Required actions:
a) According to the article on Nepalese restaurants in the UK, roughly how many Nepalese restaurants are there across the country?
b) From the article on Nepalese restaurants in the UK, reproduce word for word the passage that opens with the words containing "Nepalese started coming" and closes with "restaurateurs in the UK.".

Extract:
'''

Nepalese Restaurants in the UK – Promoting Friendship
Whether it is mouth-watering Momo (dumplings) or Newari food ‘chhoyela,’ a wide range of Nepalese food is becoming popular among the British food lovers in the UK. From parliamentarians to ordinary British citizens, Nepalese food is becoming quite popular, which they regularly enjoy with their friends and family.
According to Bijay Thapa, chair of the Nepalese Caterers Association, UK, there are around 250 Nepalese restaurants all over the UK. These restaurans are not only introducing Nepalese cuisine, they are also promoting Nepalese identity and culture among the British population thousands of miles away from home.
Nepalese started coming to the United Kingdom in the 1960s as staff in the Indian-owned restaurants. Kalu Ram Tamang, Krishna Bahadur Thapa, Shyam Maharjan and Ishwor Manandhar are considered as pioneers among the Nepalese restaurateurs in the UK.
Tamang, Thapa and Maharjan arrived Lonodn in 1968. An Indian businessman, Rijumal Bhavanani, had gone to Kathmandu looking for Chefs. He met them and persuaded them to come over to UK to work as Chefs at the Quality Restaurant in the UK. Late K B Thapa is considered to be the first Nepali to arrive in the UK with a work permit to work in a restaurant.
Late Ishwor Manandhar used to describe himself as the second Nepali to arrive in the UK with a work permit. Indian Restaurant owners provided them free air ticket, free accomodation etc.
Kaluram Tamang recalls that he was given a three-year-contract to work at the Quality Restaurant. Together with his friends Laxman Thapa nad Jaya Krishna Tamang, Kaluram Tamang took over the management of the restaurant in 1973. After running the restaurant for around five years, they bought the ‘Light of Nepal’ restaurant at Hammersmith joining hands with two more partners, Madan Thapa and Dhruba KC.

'''

Given data:
'''

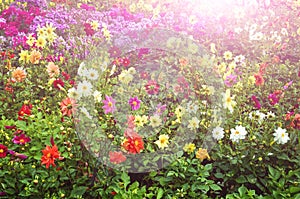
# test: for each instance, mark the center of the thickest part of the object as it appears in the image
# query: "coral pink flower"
(68, 106)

'''

Answers to the exercise:
a) Around 250.

b)
Nepalese started coming to the United Kingdom in the 1960s as staff in the Indian-owned restaurants. Kalu Ram Tamang, Krishna Bahadur Thapa, Shyam Maharjan and Ishwor Manandhar are considered as pioneers among the Nepalese restaurateurs in the UK.